╭─ DATA TO USE

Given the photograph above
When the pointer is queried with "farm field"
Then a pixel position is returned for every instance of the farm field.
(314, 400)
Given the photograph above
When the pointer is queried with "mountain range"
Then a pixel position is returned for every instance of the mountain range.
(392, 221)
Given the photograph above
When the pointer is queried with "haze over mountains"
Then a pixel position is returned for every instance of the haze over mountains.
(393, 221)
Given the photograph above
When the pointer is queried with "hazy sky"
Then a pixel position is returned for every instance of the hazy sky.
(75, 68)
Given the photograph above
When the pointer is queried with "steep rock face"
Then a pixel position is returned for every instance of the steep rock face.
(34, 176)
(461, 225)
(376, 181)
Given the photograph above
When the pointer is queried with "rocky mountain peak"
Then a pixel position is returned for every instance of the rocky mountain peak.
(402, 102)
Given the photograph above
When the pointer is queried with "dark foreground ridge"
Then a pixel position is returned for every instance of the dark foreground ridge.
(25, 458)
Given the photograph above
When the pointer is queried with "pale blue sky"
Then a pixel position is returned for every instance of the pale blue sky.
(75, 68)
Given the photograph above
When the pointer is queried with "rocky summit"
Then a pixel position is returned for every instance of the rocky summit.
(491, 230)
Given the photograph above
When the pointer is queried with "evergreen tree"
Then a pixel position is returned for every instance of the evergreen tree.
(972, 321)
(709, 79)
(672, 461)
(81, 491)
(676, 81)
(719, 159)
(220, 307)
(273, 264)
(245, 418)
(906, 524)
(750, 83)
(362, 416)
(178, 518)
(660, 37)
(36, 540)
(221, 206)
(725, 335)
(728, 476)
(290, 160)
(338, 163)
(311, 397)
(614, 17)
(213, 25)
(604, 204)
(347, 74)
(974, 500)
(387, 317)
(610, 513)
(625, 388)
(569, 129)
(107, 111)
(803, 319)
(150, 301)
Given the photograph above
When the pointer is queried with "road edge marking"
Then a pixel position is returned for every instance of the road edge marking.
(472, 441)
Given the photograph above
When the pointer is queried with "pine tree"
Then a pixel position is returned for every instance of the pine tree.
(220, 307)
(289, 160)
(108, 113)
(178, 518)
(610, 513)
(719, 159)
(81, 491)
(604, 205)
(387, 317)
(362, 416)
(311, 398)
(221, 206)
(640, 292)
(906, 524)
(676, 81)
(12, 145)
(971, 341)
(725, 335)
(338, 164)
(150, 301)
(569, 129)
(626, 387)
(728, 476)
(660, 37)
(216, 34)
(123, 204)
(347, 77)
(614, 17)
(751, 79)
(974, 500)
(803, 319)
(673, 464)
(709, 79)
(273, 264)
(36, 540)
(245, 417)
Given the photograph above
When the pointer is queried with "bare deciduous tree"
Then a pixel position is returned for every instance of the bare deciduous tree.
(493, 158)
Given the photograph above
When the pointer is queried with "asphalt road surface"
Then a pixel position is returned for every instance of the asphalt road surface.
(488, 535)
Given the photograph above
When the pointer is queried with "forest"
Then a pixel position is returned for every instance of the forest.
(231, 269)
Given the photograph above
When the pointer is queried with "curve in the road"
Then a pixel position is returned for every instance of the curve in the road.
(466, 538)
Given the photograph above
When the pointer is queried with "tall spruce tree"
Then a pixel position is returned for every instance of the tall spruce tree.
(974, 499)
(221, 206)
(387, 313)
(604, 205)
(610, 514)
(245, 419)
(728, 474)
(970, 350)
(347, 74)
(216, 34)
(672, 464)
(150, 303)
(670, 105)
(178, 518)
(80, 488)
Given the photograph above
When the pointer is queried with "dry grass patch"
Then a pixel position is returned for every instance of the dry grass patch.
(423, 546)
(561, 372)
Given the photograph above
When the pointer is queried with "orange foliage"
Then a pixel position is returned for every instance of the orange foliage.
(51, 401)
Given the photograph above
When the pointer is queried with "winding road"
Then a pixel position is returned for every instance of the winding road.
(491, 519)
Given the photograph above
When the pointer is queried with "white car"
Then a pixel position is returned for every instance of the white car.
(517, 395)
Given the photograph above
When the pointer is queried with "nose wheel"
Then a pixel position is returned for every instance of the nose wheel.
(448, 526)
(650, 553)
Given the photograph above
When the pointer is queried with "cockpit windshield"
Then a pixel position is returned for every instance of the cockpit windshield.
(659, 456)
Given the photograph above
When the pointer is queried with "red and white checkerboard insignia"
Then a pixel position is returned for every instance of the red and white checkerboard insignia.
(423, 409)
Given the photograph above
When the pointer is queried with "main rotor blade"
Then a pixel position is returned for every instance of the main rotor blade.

╰─

Count the lines in the entries above that contain the string "winding", matching case exactly, and give only the number.

2